The required output is the exact sequence of lines from the line holding "bird's back with a single marker." to the end of the records, inclusive.

Object pointing dataset rows.
[start]

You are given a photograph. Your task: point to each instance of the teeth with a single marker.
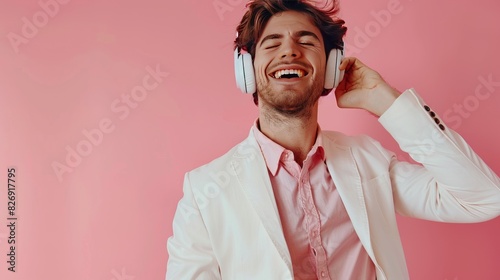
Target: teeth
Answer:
(280, 73)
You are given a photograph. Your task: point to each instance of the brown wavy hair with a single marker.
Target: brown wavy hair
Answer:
(259, 12)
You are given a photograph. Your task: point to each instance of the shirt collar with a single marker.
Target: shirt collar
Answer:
(274, 153)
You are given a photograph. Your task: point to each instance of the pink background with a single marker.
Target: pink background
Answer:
(109, 216)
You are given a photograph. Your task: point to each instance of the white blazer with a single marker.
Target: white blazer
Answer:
(227, 224)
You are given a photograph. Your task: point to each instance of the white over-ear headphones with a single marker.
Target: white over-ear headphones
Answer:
(245, 75)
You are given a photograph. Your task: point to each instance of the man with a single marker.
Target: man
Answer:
(295, 202)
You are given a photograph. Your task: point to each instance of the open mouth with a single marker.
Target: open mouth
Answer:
(289, 74)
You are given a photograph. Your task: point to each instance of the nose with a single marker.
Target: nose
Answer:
(290, 49)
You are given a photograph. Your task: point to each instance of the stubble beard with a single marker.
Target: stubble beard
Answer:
(288, 104)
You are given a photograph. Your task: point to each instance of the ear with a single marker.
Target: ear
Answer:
(244, 72)
(333, 75)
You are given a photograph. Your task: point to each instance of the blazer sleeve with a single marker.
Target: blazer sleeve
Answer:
(452, 183)
(189, 248)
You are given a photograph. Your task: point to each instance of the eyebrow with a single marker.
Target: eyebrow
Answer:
(298, 34)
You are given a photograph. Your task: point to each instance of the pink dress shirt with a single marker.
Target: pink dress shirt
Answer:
(319, 234)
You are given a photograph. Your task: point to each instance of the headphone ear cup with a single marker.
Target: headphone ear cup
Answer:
(333, 75)
(244, 72)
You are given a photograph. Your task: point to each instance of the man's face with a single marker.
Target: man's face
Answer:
(290, 63)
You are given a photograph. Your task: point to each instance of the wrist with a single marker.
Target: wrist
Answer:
(383, 96)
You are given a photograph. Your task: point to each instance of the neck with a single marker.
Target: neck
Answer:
(296, 133)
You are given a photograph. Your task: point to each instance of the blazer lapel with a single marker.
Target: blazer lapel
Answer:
(343, 169)
(252, 175)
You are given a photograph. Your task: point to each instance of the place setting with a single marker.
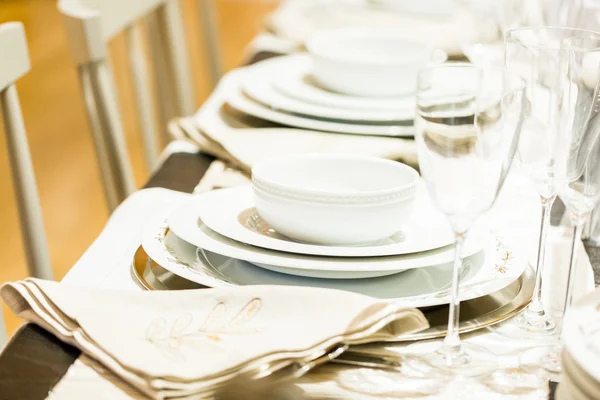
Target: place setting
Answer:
(334, 237)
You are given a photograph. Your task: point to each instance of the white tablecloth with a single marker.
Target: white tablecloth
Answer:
(515, 216)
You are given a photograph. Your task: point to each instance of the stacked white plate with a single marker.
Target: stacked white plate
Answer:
(218, 240)
(282, 90)
(581, 351)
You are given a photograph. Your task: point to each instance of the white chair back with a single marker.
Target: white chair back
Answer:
(90, 25)
(15, 63)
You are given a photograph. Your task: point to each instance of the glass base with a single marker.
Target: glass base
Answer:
(543, 361)
(432, 357)
(389, 384)
(529, 325)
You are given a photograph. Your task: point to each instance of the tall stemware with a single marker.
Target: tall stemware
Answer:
(577, 160)
(467, 128)
(482, 24)
(538, 55)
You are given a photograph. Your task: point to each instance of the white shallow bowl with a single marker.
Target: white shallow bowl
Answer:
(334, 199)
(365, 62)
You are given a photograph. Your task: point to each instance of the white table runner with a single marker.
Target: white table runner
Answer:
(107, 264)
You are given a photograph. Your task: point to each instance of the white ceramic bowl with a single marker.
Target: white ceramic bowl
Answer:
(334, 199)
(364, 62)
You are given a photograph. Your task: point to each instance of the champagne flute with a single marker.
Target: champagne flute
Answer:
(467, 129)
(483, 23)
(538, 55)
(577, 160)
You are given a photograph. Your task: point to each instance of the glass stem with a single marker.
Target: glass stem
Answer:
(572, 265)
(452, 340)
(535, 310)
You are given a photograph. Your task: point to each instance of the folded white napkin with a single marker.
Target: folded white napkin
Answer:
(188, 343)
(216, 131)
(581, 351)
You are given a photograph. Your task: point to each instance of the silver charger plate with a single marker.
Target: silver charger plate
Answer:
(475, 314)
(483, 273)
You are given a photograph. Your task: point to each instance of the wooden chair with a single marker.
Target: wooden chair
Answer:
(212, 39)
(14, 64)
(90, 25)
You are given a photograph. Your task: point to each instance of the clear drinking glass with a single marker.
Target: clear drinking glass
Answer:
(467, 129)
(483, 23)
(577, 155)
(538, 55)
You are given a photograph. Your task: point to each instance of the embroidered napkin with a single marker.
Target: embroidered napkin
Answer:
(188, 343)
(581, 350)
(216, 130)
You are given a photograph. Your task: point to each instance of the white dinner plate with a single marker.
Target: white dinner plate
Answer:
(296, 82)
(185, 224)
(483, 273)
(242, 103)
(231, 213)
(259, 84)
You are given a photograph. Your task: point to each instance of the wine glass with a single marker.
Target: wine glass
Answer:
(538, 55)
(467, 129)
(482, 23)
(577, 158)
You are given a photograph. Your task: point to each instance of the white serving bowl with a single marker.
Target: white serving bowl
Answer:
(365, 62)
(334, 199)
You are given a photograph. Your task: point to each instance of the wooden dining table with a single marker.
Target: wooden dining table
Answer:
(34, 361)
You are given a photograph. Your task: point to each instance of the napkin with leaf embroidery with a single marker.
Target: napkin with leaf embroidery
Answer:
(185, 344)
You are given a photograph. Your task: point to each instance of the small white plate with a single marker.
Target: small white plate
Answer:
(296, 82)
(486, 272)
(242, 103)
(259, 85)
(231, 213)
(185, 224)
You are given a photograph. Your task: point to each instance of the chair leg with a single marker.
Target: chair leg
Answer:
(28, 201)
(104, 95)
(104, 163)
(212, 38)
(139, 75)
(3, 334)
(160, 74)
(178, 63)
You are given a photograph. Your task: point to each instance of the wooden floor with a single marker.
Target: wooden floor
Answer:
(60, 140)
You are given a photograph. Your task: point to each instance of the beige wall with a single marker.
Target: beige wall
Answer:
(61, 146)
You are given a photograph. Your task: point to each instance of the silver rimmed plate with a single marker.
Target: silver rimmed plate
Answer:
(187, 225)
(483, 273)
(297, 83)
(259, 84)
(235, 98)
(231, 213)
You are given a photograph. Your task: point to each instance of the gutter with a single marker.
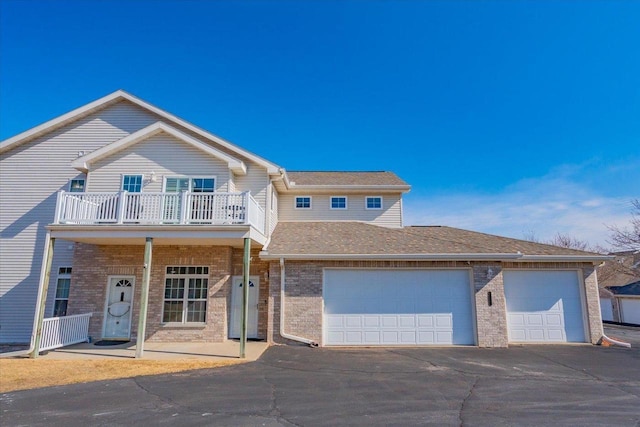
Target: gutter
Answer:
(441, 257)
(568, 258)
(395, 257)
(283, 334)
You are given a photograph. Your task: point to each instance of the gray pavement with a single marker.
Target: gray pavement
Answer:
(523, 385)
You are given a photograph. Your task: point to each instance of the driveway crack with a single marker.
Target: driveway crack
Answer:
(464, 402)
(274, 409)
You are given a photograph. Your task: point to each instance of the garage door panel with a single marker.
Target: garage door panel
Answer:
(401, 307)
(543, 306)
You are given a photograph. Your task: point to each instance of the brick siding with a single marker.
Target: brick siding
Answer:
(94, 264)
(304, 305)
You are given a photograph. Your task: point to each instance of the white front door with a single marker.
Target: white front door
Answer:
(118, 307)
(236, 307)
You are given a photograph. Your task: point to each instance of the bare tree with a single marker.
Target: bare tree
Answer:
(626, 241)
(566, 241)
(628, 238)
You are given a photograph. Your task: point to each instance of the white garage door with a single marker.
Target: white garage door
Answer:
(543, 306)
(397, 307)
(630, 309)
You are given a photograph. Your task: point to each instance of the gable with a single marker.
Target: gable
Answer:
(157, 158)
(161, 115)
(85, 162)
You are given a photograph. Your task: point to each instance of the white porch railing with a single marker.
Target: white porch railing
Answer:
(159, 208)
(63, 331)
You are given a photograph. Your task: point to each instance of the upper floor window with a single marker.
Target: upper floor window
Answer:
(339, 202)
(132, 183)
(303, 202)
(374, 202)
(76, 185)
(62, 292)
(196, 185)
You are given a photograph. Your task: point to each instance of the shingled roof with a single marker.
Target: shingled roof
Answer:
(332, 239)
(345, 178)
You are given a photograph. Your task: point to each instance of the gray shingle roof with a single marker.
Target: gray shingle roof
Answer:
(345, 178)
(353, 238)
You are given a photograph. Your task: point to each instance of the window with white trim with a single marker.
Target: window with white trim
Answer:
(132, 183)
(373, 202)
(62, 292)
(205, 184)
(339, 202)
(76, 185)
(185, 294)
(303, 202)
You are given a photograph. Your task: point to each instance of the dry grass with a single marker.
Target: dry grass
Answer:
(24, 374)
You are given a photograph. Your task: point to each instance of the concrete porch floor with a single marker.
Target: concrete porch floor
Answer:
(161, 351)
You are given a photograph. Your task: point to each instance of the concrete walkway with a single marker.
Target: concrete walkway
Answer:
(161, 351)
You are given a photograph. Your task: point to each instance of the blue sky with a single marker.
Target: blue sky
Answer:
(508, 117)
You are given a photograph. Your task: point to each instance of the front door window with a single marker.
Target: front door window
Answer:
(117, 316)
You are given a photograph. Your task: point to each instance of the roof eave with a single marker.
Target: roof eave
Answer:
(567, 258)
(337, 187)
(394, 257)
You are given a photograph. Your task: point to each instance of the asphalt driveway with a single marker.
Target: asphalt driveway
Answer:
(533, 385)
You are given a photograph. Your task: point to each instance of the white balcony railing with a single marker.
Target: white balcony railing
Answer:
(159, 208)
(62, 331)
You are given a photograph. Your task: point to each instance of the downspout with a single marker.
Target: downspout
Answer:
(39, 301)
(283, 334)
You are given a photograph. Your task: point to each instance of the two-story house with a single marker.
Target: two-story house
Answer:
(125, 190)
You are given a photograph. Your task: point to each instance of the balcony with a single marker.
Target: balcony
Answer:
(185, 208)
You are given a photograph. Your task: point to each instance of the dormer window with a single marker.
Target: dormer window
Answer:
(132, 183)
(374, 202)
(339, 202)
(303, 202)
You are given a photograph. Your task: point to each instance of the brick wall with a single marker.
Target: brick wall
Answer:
(94, 264)
(491, 320)
(303, 298)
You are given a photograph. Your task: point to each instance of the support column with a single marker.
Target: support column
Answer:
(245, 296)
(144, 297)
(43, 294)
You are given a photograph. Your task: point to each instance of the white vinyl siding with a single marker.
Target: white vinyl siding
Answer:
(156, 154)
(29, 205)
(389, 216)
(256, 181)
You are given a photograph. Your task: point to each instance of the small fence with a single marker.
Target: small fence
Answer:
(62, 331)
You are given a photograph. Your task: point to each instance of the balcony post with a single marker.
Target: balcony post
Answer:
(144, 297)
(42, 298)
(184, 208)
(58, 214)
(122, 201)
(246, 204)
(245, 296)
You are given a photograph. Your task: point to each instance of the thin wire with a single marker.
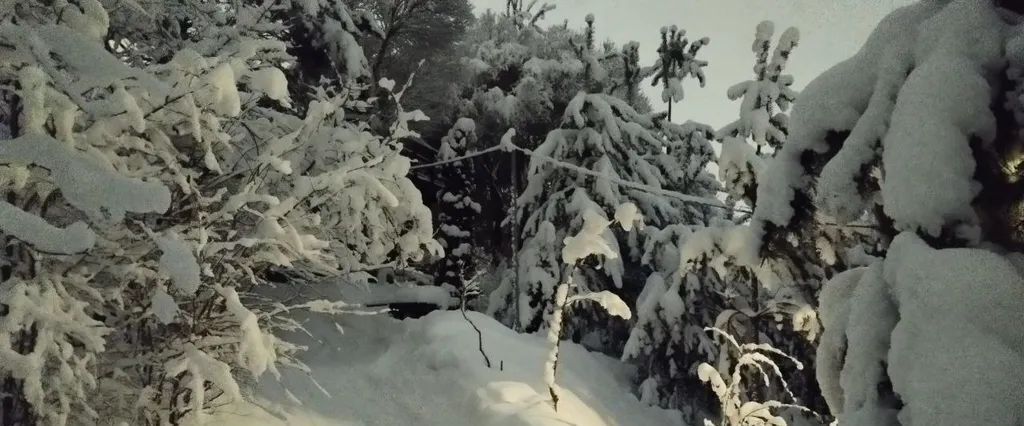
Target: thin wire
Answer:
(508, 145)
(458, 159)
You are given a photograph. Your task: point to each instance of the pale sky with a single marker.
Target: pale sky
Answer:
(830, 31)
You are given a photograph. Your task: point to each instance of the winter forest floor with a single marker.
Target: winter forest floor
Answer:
(382, 371)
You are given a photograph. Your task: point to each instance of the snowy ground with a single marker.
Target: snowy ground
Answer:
(429, 372)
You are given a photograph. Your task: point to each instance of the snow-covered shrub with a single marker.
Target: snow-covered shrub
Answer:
(710, 273)
(151, 203)
(677, 60)
(589, 242)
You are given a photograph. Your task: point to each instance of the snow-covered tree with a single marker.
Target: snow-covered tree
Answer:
(916, 136)
(677, 60)
(709, 275)
(147, 204)
(458, 211)
(604, 156)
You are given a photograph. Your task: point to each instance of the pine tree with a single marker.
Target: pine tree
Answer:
(458, 211)
(186, 183)
(606, 155)
(904, 142)
(709, 278)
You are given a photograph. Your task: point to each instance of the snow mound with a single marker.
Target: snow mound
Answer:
(385, 372)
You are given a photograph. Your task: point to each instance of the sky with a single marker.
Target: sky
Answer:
(830, 32)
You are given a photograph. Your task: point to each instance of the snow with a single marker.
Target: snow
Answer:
(178, 262)
(271, 82)
(833, 101)
(428, 371)
(256, 350)
(591, 240)
(944, 322)
(76, 238)
(941, 108)
(85, 182)
(607, 300)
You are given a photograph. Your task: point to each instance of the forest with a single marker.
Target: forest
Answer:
(446, 212)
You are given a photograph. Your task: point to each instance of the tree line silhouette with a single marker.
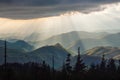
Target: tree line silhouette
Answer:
(107, 69)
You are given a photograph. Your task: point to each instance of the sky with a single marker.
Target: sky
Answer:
(51, 17)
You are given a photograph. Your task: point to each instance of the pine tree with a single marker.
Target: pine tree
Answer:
(79, 66)
(103, 63)
(68, 66)
(111, 65)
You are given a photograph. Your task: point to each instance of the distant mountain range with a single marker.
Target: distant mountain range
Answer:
(93, 45)
(59, 53)
(109, 52)
(86, 40)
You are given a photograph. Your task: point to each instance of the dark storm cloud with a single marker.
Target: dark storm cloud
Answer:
(26, 9)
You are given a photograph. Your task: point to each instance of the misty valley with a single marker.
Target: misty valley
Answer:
(68, 56)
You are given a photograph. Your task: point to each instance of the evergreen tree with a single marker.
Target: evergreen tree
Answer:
(79, 66)
(103, 63)
(111, 65)
(68, 66)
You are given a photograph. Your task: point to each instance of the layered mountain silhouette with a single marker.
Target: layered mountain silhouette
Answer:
(109, 52)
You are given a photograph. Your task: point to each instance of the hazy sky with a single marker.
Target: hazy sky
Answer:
(51, 17)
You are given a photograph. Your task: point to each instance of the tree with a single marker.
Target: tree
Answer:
(111, 65)
(68, 66)
(103, 63)
(79, 66)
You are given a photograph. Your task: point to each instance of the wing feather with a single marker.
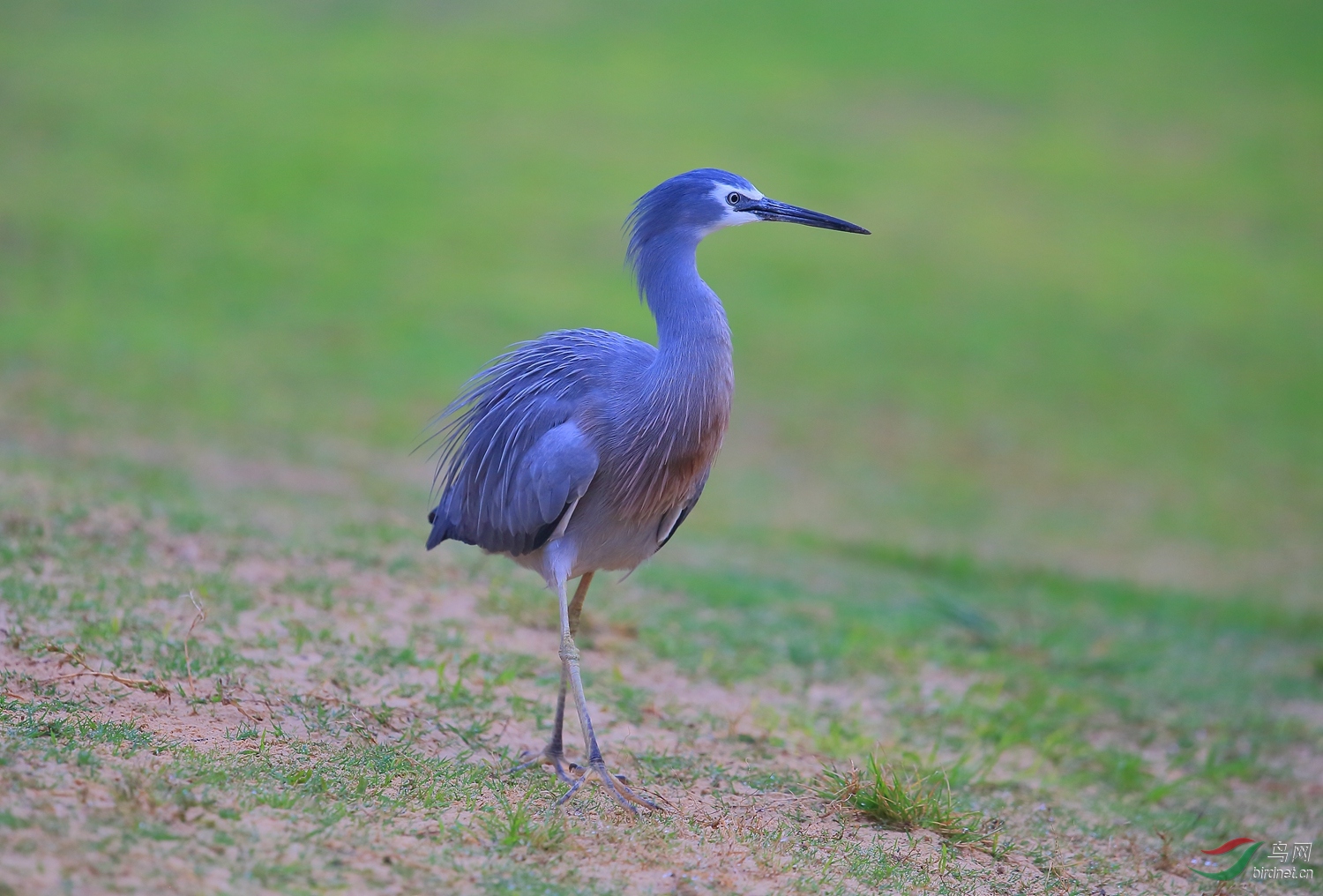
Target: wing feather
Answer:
(511, 453)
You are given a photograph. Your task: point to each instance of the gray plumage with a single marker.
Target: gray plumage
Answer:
(585, 449)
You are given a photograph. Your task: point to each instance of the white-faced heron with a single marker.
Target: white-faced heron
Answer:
(585, 449)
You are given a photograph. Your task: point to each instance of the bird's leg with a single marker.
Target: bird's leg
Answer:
(571, 666)
(555, 750)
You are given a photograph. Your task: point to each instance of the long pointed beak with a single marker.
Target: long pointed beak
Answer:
(770, 209)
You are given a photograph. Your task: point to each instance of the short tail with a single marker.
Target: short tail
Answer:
(438, 530)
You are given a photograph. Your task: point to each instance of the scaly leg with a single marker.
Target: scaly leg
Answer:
(555, 750)
(595, 764)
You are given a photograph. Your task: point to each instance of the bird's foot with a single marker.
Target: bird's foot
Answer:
(616, 784)
(548, 756)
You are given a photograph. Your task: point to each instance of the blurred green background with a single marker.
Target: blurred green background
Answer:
(1088, 331)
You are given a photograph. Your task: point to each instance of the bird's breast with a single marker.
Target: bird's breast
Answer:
(661, 465)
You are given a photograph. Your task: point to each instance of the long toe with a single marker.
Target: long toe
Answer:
(547, 756)
(616, 784)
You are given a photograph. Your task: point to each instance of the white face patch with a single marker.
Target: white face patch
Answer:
(733, 217)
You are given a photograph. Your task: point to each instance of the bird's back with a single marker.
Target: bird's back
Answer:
(577, 413)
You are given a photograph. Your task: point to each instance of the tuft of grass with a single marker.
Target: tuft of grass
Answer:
(908, 797)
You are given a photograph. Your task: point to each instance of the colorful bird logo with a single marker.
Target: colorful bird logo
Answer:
(1238, 869)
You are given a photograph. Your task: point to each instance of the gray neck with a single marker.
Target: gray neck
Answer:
(692, 327)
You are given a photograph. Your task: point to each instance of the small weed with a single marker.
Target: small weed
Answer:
(907, 797)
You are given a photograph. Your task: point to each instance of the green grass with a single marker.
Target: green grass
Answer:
(1084, 331)
(1024, 488)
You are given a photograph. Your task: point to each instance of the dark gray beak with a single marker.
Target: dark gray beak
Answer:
(770, 209)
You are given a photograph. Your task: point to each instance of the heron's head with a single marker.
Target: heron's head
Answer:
(691, 205)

[end]

Reply to the exercise.
You are given a photograph. Your task: point to each instance of the bird's back with a single marker.
Target: bird's back
Answer:
(577, 413)
You are given a photograph. Your task: point to each instance of the tuft of grass with a single marker.
Target: tuft of grass
Answer:
(908, 797)
You are given a photograph. Your task: point to each instance of the colorful bird logo with a single marker.
Target: colorful bird logo
Answer:
(1238, 869)
You are given a photograph. Your task: point to each instance of the gray neck with a single marker.
Target: gray neck
Answer:
(692, 327)
You are given a photograph. Your task: point to each instance of the small weed with a single marker.
Target: small weed
Answer:
(907, 797)
You are given a photograph. Your task: point to each instance of the green grass with a single marker.
Target: green grass
Answer:
(1084, 331)
(1024, 488)
You are given a photograph. Your task: point to each instance of the dark gray beak with a single marker.
Target: dark gray beak
Answer:
(770, 209)
You are given a photograph. Your task: point to each instance of the heron's head with a single marker.
Target: heron's head
Answer:
(691, 205)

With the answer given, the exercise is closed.